# Am I Just Paranoid?



## <3~Pleco~<3 (Jan 31, 2009)

My pleco keeps coming off of her little place on the driftwood and rests on the gravel. Is this a bad sign?

my other worry is she flashes her little spikes a lot - and when she does this her whole mouth opens really wide. Is this just a territorial thing cuz I'm getting too close to her or what?

Also, sometimes she will just like bend her body a little, then go back straight. It is hard to explain but she does it. Is this aggressive behavior as well?


----------



## mousey (Jan 18, 2005)

my Bn plec comes and sits on the gravel too especially when he sees me get close to the tank. I think he is begging for food.
He also swims backward to go back into his log- I think it is easier than turning his body around. What little spikes are you referring to? The ones near his gill plates or the dorsal fin spines?
They raise and lower dorsals as they please. I don't think it means anything too much- maybe like a dog raises it's tail when it sees another dog.
BN's are not particularly aggressive altho they will chase other fish away from "their" food.


----------



## Ghost Knife (Mar 12, 2008)

Totally normal behavior for a Pleco. They will usually sit wherever there is uneaten food/algae.


----------



## <3~Pleco~<3 (Jan 31, 2009)

but she isn't sucking the gravel when she sits on the bottom, she just sits there.

The spikes I am referring to are the ones near her gills.

What do you think about the bending body issue?


----------



## lohachata (Jan 27, 2006)

you are absolutely correct.... you are paranoid...in fact...i think that you are a wee tad beyond paranoid.. quit obsessing and let the fish be fish..


----------



## <3~Pleco~<3 (Jan 31, 2009)

lol sorry. I guess i am just paranoid after losing my previous bristlenose. It's almost as if I watch the fish and try to find something odd about its behaviour.
lol  ill try to stop worrying.


----------



## lohachata (Jan 27, 2006)

i have bushynose plecos coming out of my ears... they do all kinds of crazy stuff.. i don't try to analyze anything they do.. if i did ; i would wind up in the looney bin... 
i just toss em in a tank with a couple of caves and let em go...
if you even keep just fair water quality ; they will be fine..with this latest spawn i have about 300 of them goofy fish....i have often had them swim up the stream of water from the overflow of a HOB filter and right into the filter box..


----------



## <3~Pleco~<3 (Jan 31, 2009)

lol i guess fish have strange personalities. 

(ill try not to end up in the looney bin)


----------



## mousey (Jan 18, 2005)

I have one female guppy that likes to swim into the current of water coming from the filter. I used to have a danio that did the same. When they get tired of it they swim elsewhere.
Each fish has it's own personality.


----------

GIVEN DATA —
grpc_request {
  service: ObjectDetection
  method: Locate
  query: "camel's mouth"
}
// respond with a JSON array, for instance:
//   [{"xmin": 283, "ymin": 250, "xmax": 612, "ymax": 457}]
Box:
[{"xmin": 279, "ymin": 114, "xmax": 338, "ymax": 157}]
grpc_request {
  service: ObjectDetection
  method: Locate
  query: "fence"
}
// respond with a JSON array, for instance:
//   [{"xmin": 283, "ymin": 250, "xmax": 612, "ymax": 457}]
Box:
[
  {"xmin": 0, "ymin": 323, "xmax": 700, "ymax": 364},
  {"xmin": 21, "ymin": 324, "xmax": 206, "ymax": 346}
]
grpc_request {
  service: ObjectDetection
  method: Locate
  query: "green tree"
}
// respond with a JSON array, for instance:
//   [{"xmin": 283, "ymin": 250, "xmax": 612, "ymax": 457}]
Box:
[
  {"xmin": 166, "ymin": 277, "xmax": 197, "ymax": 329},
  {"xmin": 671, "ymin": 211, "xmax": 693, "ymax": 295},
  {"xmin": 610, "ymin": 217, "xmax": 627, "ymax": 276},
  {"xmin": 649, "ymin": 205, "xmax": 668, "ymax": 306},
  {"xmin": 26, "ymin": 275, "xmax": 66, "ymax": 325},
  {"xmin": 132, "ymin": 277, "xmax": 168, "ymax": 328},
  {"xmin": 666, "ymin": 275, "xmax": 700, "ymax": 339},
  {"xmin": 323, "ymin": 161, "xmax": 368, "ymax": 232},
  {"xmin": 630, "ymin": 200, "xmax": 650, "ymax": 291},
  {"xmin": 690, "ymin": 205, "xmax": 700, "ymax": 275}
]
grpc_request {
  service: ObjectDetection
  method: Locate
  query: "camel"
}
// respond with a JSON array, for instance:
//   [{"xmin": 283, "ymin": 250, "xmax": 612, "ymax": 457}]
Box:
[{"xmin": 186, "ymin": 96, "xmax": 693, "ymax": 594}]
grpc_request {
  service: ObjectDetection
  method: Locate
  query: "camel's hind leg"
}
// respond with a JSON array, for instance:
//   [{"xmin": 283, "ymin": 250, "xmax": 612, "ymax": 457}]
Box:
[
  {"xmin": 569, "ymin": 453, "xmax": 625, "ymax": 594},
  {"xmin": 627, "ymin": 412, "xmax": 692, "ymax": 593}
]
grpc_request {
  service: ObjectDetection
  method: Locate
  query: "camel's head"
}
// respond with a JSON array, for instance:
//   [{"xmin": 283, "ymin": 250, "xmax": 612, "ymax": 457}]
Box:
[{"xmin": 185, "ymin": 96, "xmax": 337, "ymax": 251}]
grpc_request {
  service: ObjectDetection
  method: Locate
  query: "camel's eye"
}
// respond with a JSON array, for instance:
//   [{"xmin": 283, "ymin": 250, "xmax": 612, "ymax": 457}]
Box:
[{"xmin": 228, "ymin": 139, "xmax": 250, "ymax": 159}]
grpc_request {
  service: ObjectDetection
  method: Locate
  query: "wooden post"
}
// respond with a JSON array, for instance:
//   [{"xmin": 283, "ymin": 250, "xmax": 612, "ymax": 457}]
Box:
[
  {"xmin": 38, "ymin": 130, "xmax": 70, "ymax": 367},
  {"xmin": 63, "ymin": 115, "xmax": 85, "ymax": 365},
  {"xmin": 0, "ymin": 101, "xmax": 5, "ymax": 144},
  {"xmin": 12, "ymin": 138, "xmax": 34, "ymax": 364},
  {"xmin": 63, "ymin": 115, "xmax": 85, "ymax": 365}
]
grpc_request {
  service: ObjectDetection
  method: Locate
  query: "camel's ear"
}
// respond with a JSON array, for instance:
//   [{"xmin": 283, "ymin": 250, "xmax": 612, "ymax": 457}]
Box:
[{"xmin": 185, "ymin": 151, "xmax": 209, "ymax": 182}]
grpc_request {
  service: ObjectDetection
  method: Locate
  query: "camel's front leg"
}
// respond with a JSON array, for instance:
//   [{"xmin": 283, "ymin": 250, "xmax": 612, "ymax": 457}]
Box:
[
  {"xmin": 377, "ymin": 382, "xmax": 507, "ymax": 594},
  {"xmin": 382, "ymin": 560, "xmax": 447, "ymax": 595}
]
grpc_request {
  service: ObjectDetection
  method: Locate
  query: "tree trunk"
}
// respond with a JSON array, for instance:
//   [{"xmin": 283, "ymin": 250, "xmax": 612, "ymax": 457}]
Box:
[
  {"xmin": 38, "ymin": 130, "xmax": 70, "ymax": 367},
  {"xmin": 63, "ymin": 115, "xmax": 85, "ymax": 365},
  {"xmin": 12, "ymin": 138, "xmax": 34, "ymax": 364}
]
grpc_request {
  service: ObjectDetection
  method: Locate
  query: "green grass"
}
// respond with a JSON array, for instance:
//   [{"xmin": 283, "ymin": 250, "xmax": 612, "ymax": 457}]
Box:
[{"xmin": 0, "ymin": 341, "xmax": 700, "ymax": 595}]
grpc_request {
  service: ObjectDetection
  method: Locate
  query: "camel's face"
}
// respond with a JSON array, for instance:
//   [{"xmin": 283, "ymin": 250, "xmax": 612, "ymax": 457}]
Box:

EXERCISE REQUIREMENTS —
a - Retype the pleco thread word for word, everything from "BN's are not" down to "is uneaten food/algae.".
b - Using the pleco thread, list the username of every person who posts in it, with each name given once.

WORKED ANSWERS —
a -
BN's are not particularly aggressive altho they will chase other fish away from "their" food.


----------



## Ghost Knife (Mar 12, 2008)

Totally normal behavior for a Pleco. They will usually sit wherever there is uneaten food/algae.

b -
<3~Pleco~<3
mousey
Ghost Knife
lohachata